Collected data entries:
^^^^
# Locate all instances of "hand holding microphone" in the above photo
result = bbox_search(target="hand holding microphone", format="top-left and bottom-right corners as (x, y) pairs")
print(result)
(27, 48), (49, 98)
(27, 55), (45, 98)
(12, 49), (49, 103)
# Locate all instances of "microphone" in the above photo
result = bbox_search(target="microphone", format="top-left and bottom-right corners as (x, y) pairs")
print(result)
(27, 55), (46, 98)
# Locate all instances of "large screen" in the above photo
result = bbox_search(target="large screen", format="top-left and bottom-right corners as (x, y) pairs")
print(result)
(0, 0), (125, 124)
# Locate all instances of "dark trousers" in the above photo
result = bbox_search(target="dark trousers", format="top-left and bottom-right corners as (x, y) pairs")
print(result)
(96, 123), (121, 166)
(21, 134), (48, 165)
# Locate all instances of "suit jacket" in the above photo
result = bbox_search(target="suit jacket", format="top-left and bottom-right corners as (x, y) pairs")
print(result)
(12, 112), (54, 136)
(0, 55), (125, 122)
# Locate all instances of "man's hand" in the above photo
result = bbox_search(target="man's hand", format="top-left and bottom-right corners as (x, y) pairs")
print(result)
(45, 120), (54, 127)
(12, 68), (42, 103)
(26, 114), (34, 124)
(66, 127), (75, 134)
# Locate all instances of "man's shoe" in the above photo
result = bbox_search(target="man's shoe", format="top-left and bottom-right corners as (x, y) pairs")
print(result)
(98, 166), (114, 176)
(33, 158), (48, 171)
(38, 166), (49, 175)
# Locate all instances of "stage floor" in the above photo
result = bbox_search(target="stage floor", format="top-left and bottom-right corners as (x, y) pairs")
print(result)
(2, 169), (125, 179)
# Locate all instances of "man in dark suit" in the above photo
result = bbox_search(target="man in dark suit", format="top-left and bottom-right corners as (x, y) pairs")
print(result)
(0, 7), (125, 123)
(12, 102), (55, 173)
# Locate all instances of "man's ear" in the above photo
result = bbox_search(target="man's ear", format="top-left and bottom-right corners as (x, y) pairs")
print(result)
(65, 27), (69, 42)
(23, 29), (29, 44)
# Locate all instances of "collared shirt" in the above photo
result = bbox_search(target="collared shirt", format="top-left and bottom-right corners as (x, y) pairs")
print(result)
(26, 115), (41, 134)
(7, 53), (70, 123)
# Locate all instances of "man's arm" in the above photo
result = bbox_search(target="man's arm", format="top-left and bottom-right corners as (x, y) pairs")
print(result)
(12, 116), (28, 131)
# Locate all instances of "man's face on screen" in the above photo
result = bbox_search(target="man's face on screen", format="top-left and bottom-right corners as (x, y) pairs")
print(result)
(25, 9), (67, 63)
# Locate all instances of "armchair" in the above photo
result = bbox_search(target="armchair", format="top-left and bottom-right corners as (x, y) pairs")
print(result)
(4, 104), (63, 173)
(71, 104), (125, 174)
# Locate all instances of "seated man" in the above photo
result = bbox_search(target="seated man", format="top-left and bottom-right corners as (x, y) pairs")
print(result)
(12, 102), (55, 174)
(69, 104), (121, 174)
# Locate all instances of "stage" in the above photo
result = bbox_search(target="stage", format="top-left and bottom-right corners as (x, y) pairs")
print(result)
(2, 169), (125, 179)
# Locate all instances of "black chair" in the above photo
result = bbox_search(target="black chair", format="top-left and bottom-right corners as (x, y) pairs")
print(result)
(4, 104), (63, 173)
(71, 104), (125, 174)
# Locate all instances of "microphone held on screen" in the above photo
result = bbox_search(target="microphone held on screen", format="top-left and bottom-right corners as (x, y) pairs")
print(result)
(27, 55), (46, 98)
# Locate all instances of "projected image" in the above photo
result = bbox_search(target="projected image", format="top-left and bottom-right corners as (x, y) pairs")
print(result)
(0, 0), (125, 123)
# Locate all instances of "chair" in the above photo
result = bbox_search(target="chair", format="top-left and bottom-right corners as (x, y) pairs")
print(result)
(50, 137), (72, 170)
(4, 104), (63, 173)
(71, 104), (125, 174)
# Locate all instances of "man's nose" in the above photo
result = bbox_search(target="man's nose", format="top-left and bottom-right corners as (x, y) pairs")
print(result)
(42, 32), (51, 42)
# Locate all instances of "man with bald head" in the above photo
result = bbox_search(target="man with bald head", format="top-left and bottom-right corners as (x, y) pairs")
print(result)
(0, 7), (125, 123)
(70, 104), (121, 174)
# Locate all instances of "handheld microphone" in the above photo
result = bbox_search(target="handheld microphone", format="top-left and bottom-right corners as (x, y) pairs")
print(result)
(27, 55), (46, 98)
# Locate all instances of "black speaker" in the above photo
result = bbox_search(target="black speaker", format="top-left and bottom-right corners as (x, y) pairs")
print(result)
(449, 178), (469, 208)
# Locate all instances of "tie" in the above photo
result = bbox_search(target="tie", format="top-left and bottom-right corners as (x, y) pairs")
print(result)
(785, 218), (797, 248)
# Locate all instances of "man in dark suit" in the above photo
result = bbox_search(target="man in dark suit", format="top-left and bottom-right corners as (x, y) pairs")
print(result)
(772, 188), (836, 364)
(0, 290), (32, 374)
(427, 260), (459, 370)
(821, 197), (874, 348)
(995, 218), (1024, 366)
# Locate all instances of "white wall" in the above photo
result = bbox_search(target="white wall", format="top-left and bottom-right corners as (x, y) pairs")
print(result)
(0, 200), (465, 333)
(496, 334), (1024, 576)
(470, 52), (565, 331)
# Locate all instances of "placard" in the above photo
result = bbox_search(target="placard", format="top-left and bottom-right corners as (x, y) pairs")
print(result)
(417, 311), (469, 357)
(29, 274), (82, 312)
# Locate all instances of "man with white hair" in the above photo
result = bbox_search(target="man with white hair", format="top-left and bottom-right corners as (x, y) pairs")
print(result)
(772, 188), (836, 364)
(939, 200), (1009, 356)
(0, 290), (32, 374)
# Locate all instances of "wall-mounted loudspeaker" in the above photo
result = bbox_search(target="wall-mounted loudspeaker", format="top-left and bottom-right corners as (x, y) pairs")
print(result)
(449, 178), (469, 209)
^^^^
Lay out every line of the records above as a Markdown table with two columns, Row and Line. Number the rows in order and leave out blank lines.

| Row | Line |
|---|---|
| 1 | # Locate all instances of "hand holding microphone" in the above photo |
| 2 | result = bbox_search(target="hand holding microphone", format="top-left and bottom-right corners as (x, y) pairs") |
| 3 | print(result) |
| 4 | (27, 48), (49, 98) |
| 5 | (27, 55), (45, 98) |
| 6 | (12, 49), (49, 103) |
| 7 | # Locate all instances of "microphone" in the above photo |
| 8 | result = bbox_search(target="microphone", format="top-left and bottom-right corners as (x, y) pairs") |
| 9 | print(result) |
| 10 | (27, 55), (46, 98) |
| 11 | # Locate all instances of "large screen" in the above photo |
| 12 | result = bbox_search(target="large screen", format="top-left and bottom-right corners as (x, y) pairs") |
| 13 | print(result) |
| 14 | (0, 0), (125, 124) |
| 15 | # Locate all instances of "dark trousers" in the above photo |
| 16 | result = bbox_search(target="dark trousers", format="top-left and bottom-right corners as (x, y) pairs") |
| 17 | print(result) |
| 18 | (96, 123), (121, 166) |
| 19 | (21, 134), (48, 165) |
| 20 | # Locate all instances of "suit jacket" in the above photo |
| 21 | result = bbox_search(target="suit jacket", format="top-left and bottom-right corners as (x, y) pairs") |
| 22 | print(result) |
| 23 | (12, 112), (54, 136) |
| 24 | (0, 55), (125, 122) |
| 25 | # Locate all instances of "man's hand" in the above photo |
| 26 | result = bbox_search(target="man's hand", format="top-left and bottom-right corners as (x, y) pairs") |
| 27 | print(result) |
| 28 | (45, 120), (54, 127) |
| 29 | (12, 68), (42, 103) |
| 30 | (26, 114), (34, 124) |
| 31 | (66, 127), (75, 134) |
| 32 | # Locate all instances of "man's shoe" in the above photo |
| 33 | result = bbox_search(target="man's shoe", format="top-left and bottom-right corners as (x, y) pairs") |
| 34 | print(result) |
| 35 | (98, 166), (114, 176) |
| 36 | (33, 158), (48, 171) |
| 37 | (38, 166), (49, 175) |
| 38 | # Locate all instances of "stage floor" in the above photo |
| 39 | result = bbox_search(target="stage floor", format="top-left and bottom-right corners as (x, y) pairs") |
| 40 | print(result) |
| 41 | (2, 169), (125, 179) |
| 42 | # Locate all instances of "man in dark suit" in the above photo |
| 43 | result = bbox_search(target="man in dark suit", format="top-left and bottom-right corners as (x, y) pairs") |
| 44 | print(result) |
| 45 | (0, 7), (125, 123) |
| 46 | (12, 102), (55, 173) |
| 47 | # Locate all instances of "man's ear" in the above photo |
| 48 | result = bbox_search(target="man's ear", format="top-left and bottom-right corners as (x, y) pairs") |
| 49 | print(result) |
| 50 | (65, 27), (69, 42) |
| 51 | (23, 29), (29, 44) |
| 52 | # Locate all instances of "collared shirt" in the above photo |
| 53 | result = bbox_search(target="collared shirt", format="top-left and bottom-right corners as (x, y) pairs") |
| 54 | print(result) |
| 55 | (26, 115), (41, 134) |
| 56 | (7, 53), (70, 123) |
| 57 | # Locate all instances of "man's arm" in the above photo |
| 58 | result = bbox_search(target="man's arm", format="top-left and bottom-right corners as (x, y) pairs") |
| 59 | print(result) |
| 60 | (12, 116), (28, 131) |
| 61 | # Locate all instances of "man's face on screen" in the above photo |
| 62 | result = bbox_search(target="man's face on screen", format="top-left and bottom-right corners as (x, y) pairs") |
| 63 | print(result) |
| 64 | (25, 9), (67, 63) |
| 65 | # Locate all instances of "armchair" in the above photo |
| 66 | result = bbox_search(target="armchair", format="top-left and bottom-right corners as (x, y) pairs") |
| 67 | print(result) |
| 68 | (4, 104), (63, 173) |
| 69 | (71, 104), (125, 174) |
| 70 | # Locate all instances of "seated man" in the above photo |
| 71 | result = bbox_search(target="seated man", format="top-left and bottom-right corners as (x, y) pairs") |
| 72 | print(result) |
| 73 | (12, 102), (55, 174) |
| 74 | (69, 104), (121, 174) |
| 75 | # Locate all instances of "stage" in the above photo |
| 76 | result = bbox_search(target="stage", format="top-left and bottom-right corners as (x, y) pairs") |
| 77 | print(result) |
| 78 | (2, 169), (125, 179) |
| 79 | # Locate all instances of "black chair" in the above photo |
| 80 | result = bbox_search(target="black chair", format="top-left and bottom-right corners as (x, y) pairs") |
| 81 | print(result) |
| 82 | (4, 104), (63, 173) |
| 83 | (71, 104), (125, 174) |
| 84 | # Locate all instances of "microphone held on screen" in the above photo |
| 85 | result = bbox_search(target="microphone held on screen", format="top-left and bottom-right corners as (x, y) pairs") |
| 86 | print(result) |
| 87 | (27, 55), (46, 98) |
| 88 | # Locate all instances of "projected image" in the above photo |
| 89 | result = bbox_search(target="projected image", format="top-left and bottom-right corners as (x, y) pairs") |
| 90 | print(result) |
| 91 | (0, 0), (125, 123) |
| 92 | # Locate all instances of "chair" in the above photo |
| 93 | result = bbox_search(target="chair", format="top-left and bottom-right corners as (x, y) pairs") |
| 94 | print(result) |
| 95 | (50, 137), (72, 170) |
| 96 | (4, 104), (63, 173) |
| 97 | (71, 104), (125, 174) |
| 98 | # Locate all instances of "man's nose" in the above photo |
| 99 | result = bbox_search(target="man's nose", format="top-left and bottom-right corners as (x, y) pairs") |
| 100 | print(result) |
| 101 | (42, 32), (51, 42) |
| 102 | # Locate all instances of "man with bald head" in the above photo |
| 103 | result = bbox_search(target="man with bald head", format="top-left and bottom-right corners as (x, y) pairs") |
| 104 | print(result) |
| 105 | (0, 7), (125, 123) |
| 106 | (70, 104), (121, 174) |
| 107 | # Locate all instances of "handheld microphone" in the above photo |
| 108 | result = bbox_search(target="handheld microphone", format="top-left and bottom-right corners as (x, y) pairs") |
| 109 | print(result) |
| 110 | (27, 55), (46, 98) |
| 111 | # Locate all instances of "black speaker" in the above photo |
| 112 | result = bbox_search(target="black speaker", format="top-left and bottom-right corners as (x, y) pairs") |
| 113 | print(result) |
| 114 | (449, 178), (469, 208) |
| 115 | # Locate all instances of "tie" in the above photo |
| 116 | result = bbox_search(target="tie", format="top-left and bottom-right corners as (x, y) pairs") |
| 117 | print(result) |
| 118 | (785, 218), (797, 248) |
| 119 | # Locate all instances of "man in dark suit" in the above photo |
| 120 | result = bbox_search(target="man in dark suit", format="top-left and bottom-right corners as (x, y) pairs") |
| 121 | print(result) |
| 122 | (772, 188), (836, 364) |
| 123 | (0, 290), (32, 374) |
| 124 | (427, 260), (459, 370) |
| 125 | (821, 197), (874, 348) |
| 126 | (995, 218), (1024, 366) |
| 127 | # Locate all instances of "white wall" in the above photo |
| 128 | result = bbox_search(target="white wall", format="top-left and bottom-right corners as (x, y) pairs") |
| 129 | print(result) |
| 130 | (0, 200), (465, 333) |
| 131 | (496, 334), (1024, 576) |
| 132 | (470, 52), (565, 331) |
| 133 | # Locate all instances of "placard" in the above photo |
| 134 | result = bbox_search(target="placard", format="top-left and bottom-right corners as (x, y) pairs") |
| 135 | print(result) |
| 136 | (417, 311), (469, 357) |
| 137 | (29, 274), (82, 312) |
| 138 | # Locate all instances of "man with white hair" in the above photo |
| 139 | result = bbox_search(target="man with white hair", format="top-left and bottom-right corners as (x, y) pairs") |
| 140 | print(result) |
| 141 | (772, 188), (836, 364) |
| 142 | (939, 200), (1009, 356) |
| 143 | (0, 290), (32, 374) |
| 144 | # Locate all instances of "wall-mounted loudspeaker" in the above photo |
| 145 | result = bbox_search(target="wall-mounted loudspeaker", format="top-left and bottom-right corners as (x, y) pairs") |
| 146 | print(result) |
| 147 | (449, 178), (469, 209) |